● **EXERCISE INSTRUCTIONS**
All of the data below should be written out exactly.

● **PROVIDED DATA**
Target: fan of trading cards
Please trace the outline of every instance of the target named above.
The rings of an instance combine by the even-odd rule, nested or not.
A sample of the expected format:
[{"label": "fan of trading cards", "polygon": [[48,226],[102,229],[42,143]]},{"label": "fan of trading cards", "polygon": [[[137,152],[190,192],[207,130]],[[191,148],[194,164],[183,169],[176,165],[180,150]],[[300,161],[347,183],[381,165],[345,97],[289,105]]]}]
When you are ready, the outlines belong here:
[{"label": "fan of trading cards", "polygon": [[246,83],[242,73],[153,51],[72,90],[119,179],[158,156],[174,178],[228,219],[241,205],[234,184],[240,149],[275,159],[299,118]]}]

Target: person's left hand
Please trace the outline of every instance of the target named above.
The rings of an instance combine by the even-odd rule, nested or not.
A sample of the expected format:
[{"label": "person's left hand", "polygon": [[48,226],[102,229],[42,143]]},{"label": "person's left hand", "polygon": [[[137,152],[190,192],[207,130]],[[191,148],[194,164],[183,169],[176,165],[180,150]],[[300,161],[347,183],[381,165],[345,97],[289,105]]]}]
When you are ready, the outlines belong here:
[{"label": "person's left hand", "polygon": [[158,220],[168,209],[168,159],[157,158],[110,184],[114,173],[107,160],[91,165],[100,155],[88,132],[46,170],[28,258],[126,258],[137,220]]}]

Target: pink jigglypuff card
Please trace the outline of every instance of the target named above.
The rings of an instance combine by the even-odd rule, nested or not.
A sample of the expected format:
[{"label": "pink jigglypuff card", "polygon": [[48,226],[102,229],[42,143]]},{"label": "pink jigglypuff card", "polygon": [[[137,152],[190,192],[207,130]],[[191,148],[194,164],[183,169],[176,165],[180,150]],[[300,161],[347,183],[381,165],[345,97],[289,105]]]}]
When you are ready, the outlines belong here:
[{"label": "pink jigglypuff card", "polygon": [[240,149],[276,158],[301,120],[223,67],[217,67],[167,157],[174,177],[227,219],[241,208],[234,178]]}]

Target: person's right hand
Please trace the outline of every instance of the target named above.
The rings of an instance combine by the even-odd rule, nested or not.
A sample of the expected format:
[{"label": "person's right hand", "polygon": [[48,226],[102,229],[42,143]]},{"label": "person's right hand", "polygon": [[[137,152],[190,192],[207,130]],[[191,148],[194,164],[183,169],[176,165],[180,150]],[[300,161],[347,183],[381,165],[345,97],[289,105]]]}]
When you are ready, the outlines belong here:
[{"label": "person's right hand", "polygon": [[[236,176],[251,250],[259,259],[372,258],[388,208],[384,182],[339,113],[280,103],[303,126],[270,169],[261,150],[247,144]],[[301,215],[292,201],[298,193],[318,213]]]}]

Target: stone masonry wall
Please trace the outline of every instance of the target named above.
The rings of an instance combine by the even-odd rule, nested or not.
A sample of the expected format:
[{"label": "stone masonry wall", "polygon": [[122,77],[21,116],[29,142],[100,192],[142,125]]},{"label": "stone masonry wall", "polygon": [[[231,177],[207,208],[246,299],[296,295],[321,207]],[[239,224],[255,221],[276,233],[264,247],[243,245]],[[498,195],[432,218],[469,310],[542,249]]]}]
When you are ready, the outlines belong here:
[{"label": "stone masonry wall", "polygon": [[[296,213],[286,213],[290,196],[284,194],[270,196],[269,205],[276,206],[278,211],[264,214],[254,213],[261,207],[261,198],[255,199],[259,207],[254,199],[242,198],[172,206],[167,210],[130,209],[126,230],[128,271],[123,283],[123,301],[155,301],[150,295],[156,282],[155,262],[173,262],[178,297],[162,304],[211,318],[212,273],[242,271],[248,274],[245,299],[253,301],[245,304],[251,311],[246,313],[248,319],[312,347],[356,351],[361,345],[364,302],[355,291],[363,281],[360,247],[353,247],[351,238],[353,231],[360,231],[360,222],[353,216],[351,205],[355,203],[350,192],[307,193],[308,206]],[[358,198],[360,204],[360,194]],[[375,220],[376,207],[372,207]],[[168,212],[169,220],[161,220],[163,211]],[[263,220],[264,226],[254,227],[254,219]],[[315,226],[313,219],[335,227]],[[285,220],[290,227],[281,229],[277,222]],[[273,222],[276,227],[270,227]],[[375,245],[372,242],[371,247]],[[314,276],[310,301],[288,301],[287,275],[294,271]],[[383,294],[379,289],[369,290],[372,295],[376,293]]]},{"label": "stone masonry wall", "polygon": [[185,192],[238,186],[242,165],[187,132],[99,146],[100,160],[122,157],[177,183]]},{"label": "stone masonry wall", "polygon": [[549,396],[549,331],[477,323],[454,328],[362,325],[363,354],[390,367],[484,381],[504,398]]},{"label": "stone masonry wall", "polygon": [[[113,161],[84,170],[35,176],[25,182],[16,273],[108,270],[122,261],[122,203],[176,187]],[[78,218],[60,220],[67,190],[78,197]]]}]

● **SOLUTION TO THE PROBLEM**
Target: fan of trading cards
Please trace the outline of every instance of the target named above.
The rings of an instance combine by the even-odd rule, nested or not.
A sample of the expected format:
[{"label": "fan of trading cards", "polygon": [[48,226],[102,229],[42,143]]},{"label": "fan of trading cards", "polygon": [[[137,152],[190,192],[207,130]],[[191,148],[194,164],[183,169],[176,165],[180,150]],[[300,161],[347,183],[381,165],[345,97],[289,105]]]}]
When you are ready, the outlines belong here:
[{"label": "fan of trading cards", "polygon": [[246,83],[242,73],[153,51],[72,90],[119,179],[158,156],[174,178],[228,219],[241,205],[234,184],[240,149],[275,159],[299,118]]}]

Target: person's left hand
Please trace the outline of every instance of the target named above.
The rings of an instance combine by the even-odd rule, nested or not.
A sample of the expected format:
[{"label": "person's left hand", "polygon": [[48,226],[102,229],[42,143]]},{"label": "person's left hand", "polygon": [[[137,152],[190,192],[207,130]],[[191,148],[194,164],[183,169],[176,165],[180,150]],[[300,161],[347,183],[381,165],[345,97],[289,105]]]}]
When you are ready, the outlines belong here:
[{"label": "person's left hand", "polygon": [[158,220],[168,209],[168,159],[157,158],[110,184],[114,173],[107,160],[91,165],[100,155],[88,132],[46,170],[28,258],[126,258],[137,220]]}]

Target: pink jigglypuff card
Please trace the outline of every instance of the target named above.
The rings of an instance combine by the even-odd rule, nested or not.
A sample of the expected format:
[{"label": "pink jigglypuff card", "polygon": [[48,226],[102,229],[42,143]]},{"label": "pink jigglypuff card", "polygon": [[[137,152],[190,192],[207,130]],[[191,148],[194,164],[183,169],[176,165],[180,150]],[[300,161],[347,183],[381,165],[345,97],[289,105]]]}]
When you are ready, the outlines belong here:
[{"label": "pink jigglypuff card", "polygon": [[240,149],[276,158],[301,120],[223,67],[217,67],[167,157],[174,177],[227,219],[241,208],[234,178]]}]

Target: person's right hand
Please trace the outline of every instance of the target named above.
The rings of an instance combine by the even-odd rule, nested or not.
A sample of the expected format:
[{"label": "person's right hand", "polygon": [[48,226],[102,229],[42,143]]},{"label": "person's right hand", "polygon": [[[137,152],[190,192],[207,130]],[[191,148],[194,164],[183,169],[176,165],[180,150]],[[300,161],[347,183],[381,165],[345,97],[289,105]]]}]
When you are ready, the outlines belong here:
[{"label": "person's right hand", "polygon": [[[236,176],[251,250],[259,259],[372,258],[388,208],[384,182],[339,113],[280,103],[303,126],[270,169],[261,150],[247,144]],[[301,215],[292,201],[298,193],[318,213]]]}]

Target: stone masonry wall
Please trace the outline of every instance of the target named above.
The rings of an instance combine by the even-odd rule, nested or not.
A sample of the expected format:
[{"label": "stone masonry wall", "polygon": [[122,77],[21,116],[29,142],[100,192],[142,125]]},{"label": "stone masonry wall", "polygon": [[[231,177],[207,208],[246,299],[296,295],[321,207]],[[239,224],[255,221],[276,233],[264,247],[243,245]],[[498,195],[432,218],[469,310],[542,249]]]}]
When you are ready, the outlines belong here:
[{"label": "stone masonry wall", "polygon": [[[296,213],[286,213],[290,196],[284,194],[270,196],[269,205],[276,206],[278,211],[264,214],[254,213],[261,207],[261,198],[255,199],[259,207],[254,199],[242,198],[172,206],[167,210],[130,209],[126,230],[128,271],[123,283],[123,301],[155,301],[150,295],[156,282],[155,262],[173,262],[178,297],[162,304],[211,318],[212,273],[242,271],[248,274],[245,299],[253,301],[245,304],[251,311],[246,313],[248,319],[312,347],[356,351],[361,345],[364,302],[355,291],[363,281],[360,247],[353,247],[351,238],[353,231],[360,231],[360,222],[353,216],[351,205],[355,203],[350,192],[307,193],[308,206]],[[358,198],[360,204],[360,194]],[[375,220],[376,207],[372,207]],[[168,212],[169,220],[161,220],[163,211]],[[263,220],[264,226],[254,227],[254,219]],[[315,226],[313,219],[335,227]],[[285,220],[290,227],[281,229],[277,222]],[[273,222],[276,227],[270,227]],[[375,245],[372,242],[371,247]],[[314,276],[310,301],[288,301],[287,275],[294,271]],[[383,294],[379,289],[369,290],[372,295],[376,293]]]},{"label": "stone masonry wall", "polygon": [[185,192],[238,186],[242,165],[187,132],[99,146],[100,160],[122,157],[177,183]]},{"label": "stone masonry wall", "polygon": [[549,396],[549,331],[477,323],[454,328],[362,325],[363,354],[390,367],[484,381],[504,398]]},{"label": "stone masonry wall", "polygon": [[[113,161],[84,170],[35,176],[25,182],[16,273],[108,270],[122,261],[122,203],[176,187]],[[78,218],[60,220],[67,190],[78,197]]]}]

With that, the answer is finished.